*Exercise requirements:*
Could you copy every record below exactly as it stands?
##### Data for the task
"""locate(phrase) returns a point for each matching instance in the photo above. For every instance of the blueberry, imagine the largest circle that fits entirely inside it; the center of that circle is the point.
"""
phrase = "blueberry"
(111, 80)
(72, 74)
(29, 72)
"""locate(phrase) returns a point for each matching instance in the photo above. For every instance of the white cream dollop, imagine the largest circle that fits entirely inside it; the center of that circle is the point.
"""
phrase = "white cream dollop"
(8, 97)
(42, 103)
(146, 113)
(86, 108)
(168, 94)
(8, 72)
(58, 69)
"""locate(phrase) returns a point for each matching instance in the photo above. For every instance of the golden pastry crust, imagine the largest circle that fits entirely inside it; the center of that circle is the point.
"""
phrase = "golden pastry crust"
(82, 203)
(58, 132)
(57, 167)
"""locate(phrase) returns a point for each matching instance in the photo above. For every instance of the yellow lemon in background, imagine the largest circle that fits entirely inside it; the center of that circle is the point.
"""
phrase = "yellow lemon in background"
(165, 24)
##########
*Task response:*
"""locate(phrase) returns a point for each matching instance in the photo above. For every instance of the blueberry, imagine the largest circle that fits entirely inside it; the center of that circle is the point.
"""
phrase = "blueberry"
(111, 80)
(72, 74)
(29, 72)
"""locate(phrase) returns a point for each matching instance in the photo above. For every instance of the white cream dollop, imagine the largest circle that fits entirely inside it; the center of that circle is the point.
"""
phrase = "white cream dollop"
(8, 97)
(42, 103)
(146, 113)
(86, 108)
(168, 94)
(8, 72)
(58, 69)
"""locate(phrase) returns a point for each matching instance in the photo above. For every instance of the golden pastry crust, imagine the largest circle that fits entirely inside it; the center of that circle is the point.
"""
phrase = "golden pastry crust"
(82, 203)
(58, 132)
(57, 167)
"""locate(phrase) returns a point for each matching instance in the photo above. For every instance of the yellow lemon in background, imagine the largest circle that fits entirely inside it; the center of that circle is the point.
"""
phrase = "yellow lemon in background"
(165, 24)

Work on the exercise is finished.